TASK TO COMPLETE: Copy each line of the records exactly, stopping only after the line that contains "Target: rear side window" has been written, and leave pictures out.

Dataset entries:

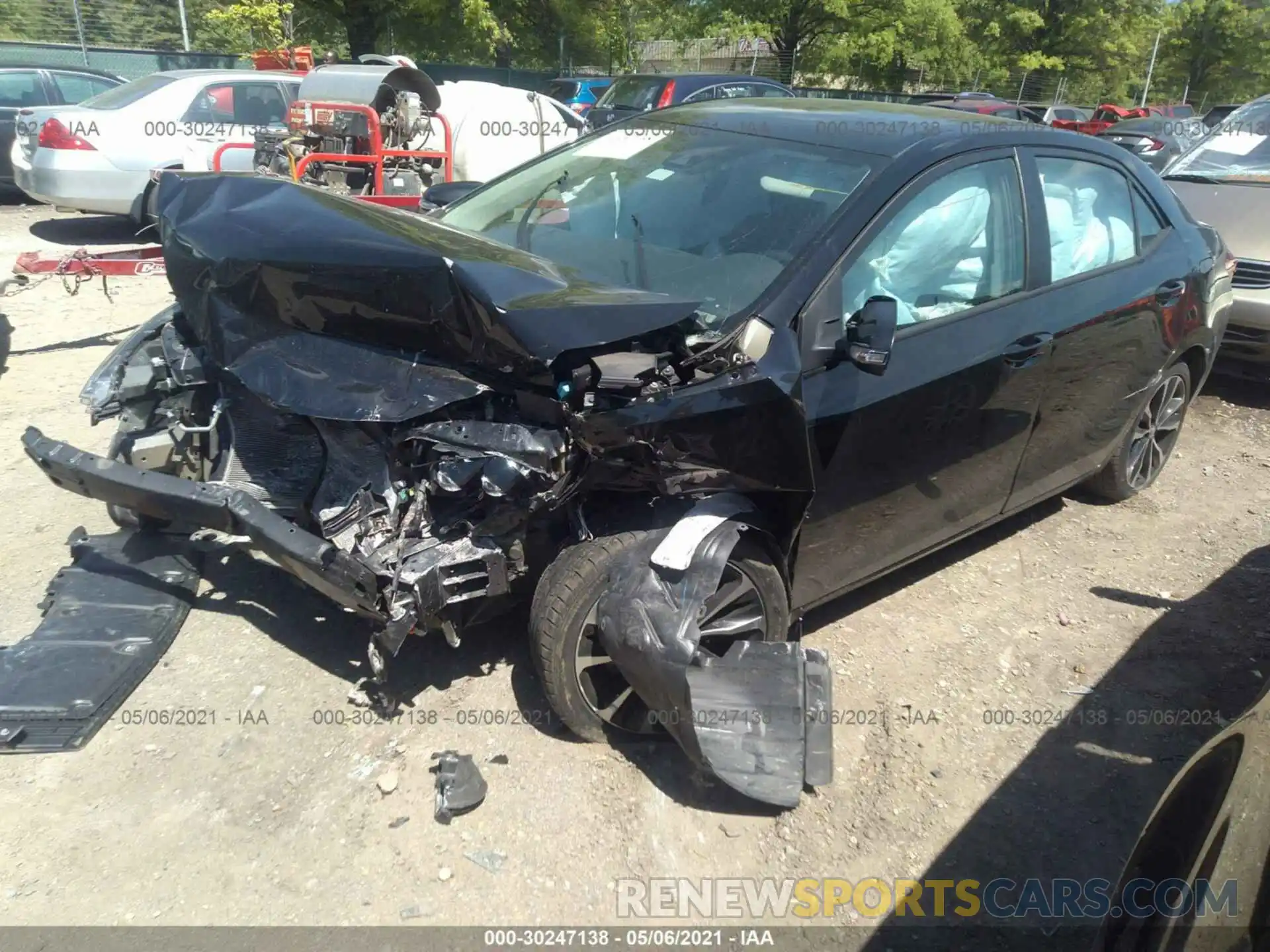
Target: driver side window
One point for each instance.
(955, 244)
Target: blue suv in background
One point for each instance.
(579, 93)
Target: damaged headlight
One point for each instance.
(101, 389)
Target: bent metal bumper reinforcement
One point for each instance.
(312, 559)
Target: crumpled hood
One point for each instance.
(255, 260)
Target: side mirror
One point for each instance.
(870, 335)
(446, 192)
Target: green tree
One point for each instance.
(249, 24)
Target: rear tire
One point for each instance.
(562, 629)
(1150, 444)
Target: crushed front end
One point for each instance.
(415, 422)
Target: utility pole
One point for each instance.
(79, 28)
(1151, 69)
(185, 27)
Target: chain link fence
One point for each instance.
(130, 38)
(752, 56)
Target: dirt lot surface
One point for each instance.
(273, 815)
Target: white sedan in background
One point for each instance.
(97, 157)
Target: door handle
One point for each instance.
(1170, 291)
(1024, 350)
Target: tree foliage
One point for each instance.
(1089, 50)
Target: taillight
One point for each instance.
(54, 135)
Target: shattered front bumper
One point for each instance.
(309, 557)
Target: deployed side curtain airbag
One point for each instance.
(923, 252)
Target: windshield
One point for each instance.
(633, 93)
(1236, 149)
(695, 214)
(128, 93)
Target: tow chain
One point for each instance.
(88, 272)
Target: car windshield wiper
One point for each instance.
(1191, 177)
(523, 230)
(640, 267)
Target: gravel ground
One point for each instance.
(273, 816)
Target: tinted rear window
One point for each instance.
(633, 93)
(128, 93)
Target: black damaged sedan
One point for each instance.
(673, 383)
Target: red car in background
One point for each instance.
(1109, 114)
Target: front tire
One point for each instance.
(586, 690)
(1150, 444)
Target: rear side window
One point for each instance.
(248, 103)
(19, 91)
(128, 93)
(1148, 223)
(1089, 208)
(75, 88)
(633, 93)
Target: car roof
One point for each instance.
(702, 77)
(1140, 122)
(63, 67)
(229, 74)
(972, 106)
(890, 127)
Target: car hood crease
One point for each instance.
(284, 281)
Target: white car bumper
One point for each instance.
(77, 179)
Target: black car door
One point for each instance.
(19, 89)
(1118, 295)
(929, 450)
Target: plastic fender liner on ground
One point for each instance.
(756, 717)
(108, 619)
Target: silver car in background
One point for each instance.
(97, 157)
(1223, 180)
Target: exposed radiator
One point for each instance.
(273, 456)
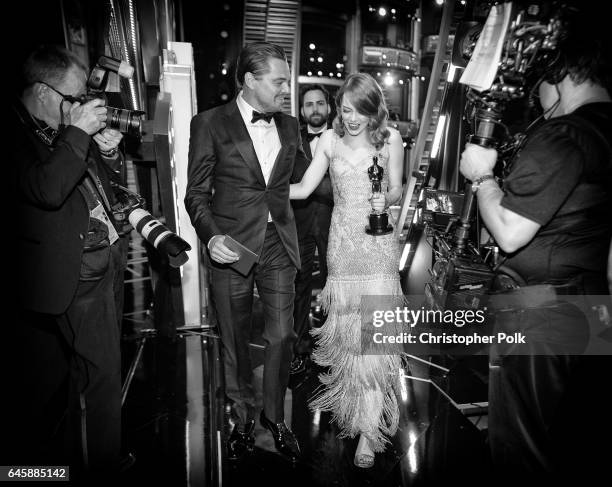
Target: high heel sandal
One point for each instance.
(364, 456)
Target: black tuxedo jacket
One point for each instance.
(226, 190)
(52, 216)
(306, 210)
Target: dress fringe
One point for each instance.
(359, 390)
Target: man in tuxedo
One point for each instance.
(241, 159)
(312, 218)
(66, 339)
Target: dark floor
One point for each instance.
(175, 422)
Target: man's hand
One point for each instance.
(108, 139)
(219, 252)
(477, 161)
(89, 117)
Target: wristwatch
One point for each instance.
(478, 181)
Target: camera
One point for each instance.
(129, 207)
(125, 121)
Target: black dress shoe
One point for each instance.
(284, 439)
(298, 364)
(241, 443)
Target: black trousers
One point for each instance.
(549, 411)
(232, 297)
(67, 393)
(314, 240)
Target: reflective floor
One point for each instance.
(176, 422)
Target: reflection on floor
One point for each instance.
(175, 423)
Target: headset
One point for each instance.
(556, 70)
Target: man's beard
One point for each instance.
(319, 120)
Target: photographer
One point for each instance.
(67, 379)
(552, 219)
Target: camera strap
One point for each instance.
(96, 207)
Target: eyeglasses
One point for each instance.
(68, 98)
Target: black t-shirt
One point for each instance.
(562, 179)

EXERCISE RESPONSE:
Target: driver side window
One point for each instance.
(955, 244)
Target: blue suv in background
One point for each instance.
(579, 93)
Target: damaged headlight
One point for each instance.
(101, 389)
Target: bent metal bumper reinforcement
One point for each instance.
(312, 559)
Target: crumpled hood
One point for each instance.
(255, 260)
Target: side mirror
One point for each instance.
(870, 335)
(446, 192)
Target: green tree
One point for each instance.
(249, 24)
Target: rear tire
One point for each instance.
(562, 629)
(1150, 444)
Target: crushed front end
One point for each instance.
(415, 422)
Target: utility pole
One point for each instance.
(79, 28)
(1151, 69)
(185, 27)
Target: chain link fence
One point for each instance.
(130, 38)
(752, 56)
Target: dirt lot surface
One point for each instance.
(273, 815)
Target: white sedan in background
One point for each instance.
(97, 157)
Target: door handle
One point for each instance.
(1170, 291)
(1024, 350)
Target: tree foliage
One point for each instance.
(1089, 50)
Target: taillight
One point for each instance.
(54, 135)
Target: shattered front bumper
One point for each instance.
(309, 557)
Target: deployed side curtain airbag
One point for each instance.
(923, 252)
Target: windshield
One point for each instance.
(633, 93)
(1236, 149)
(695, 214)
(128, 93)
Target: tow chain
One point for each instance.
(88, 272)
Target: car windshield wiper
One point for each instance.
(1191, 177)
(523, 230)
(640, 267)
Target: gravel ground
One point for each instance.
(273, 816)
Target: tinted rear window
One point for each instance.
(633, 93)
(128, 93)
Target: black damaged sedan
One point for each instance.
(673, 383)
Target: red car in background
One point for each instance.
(1109, 114)
Target: front tire
One point for each instance.
(586, 690)
(1150, 444)
Target: rear side window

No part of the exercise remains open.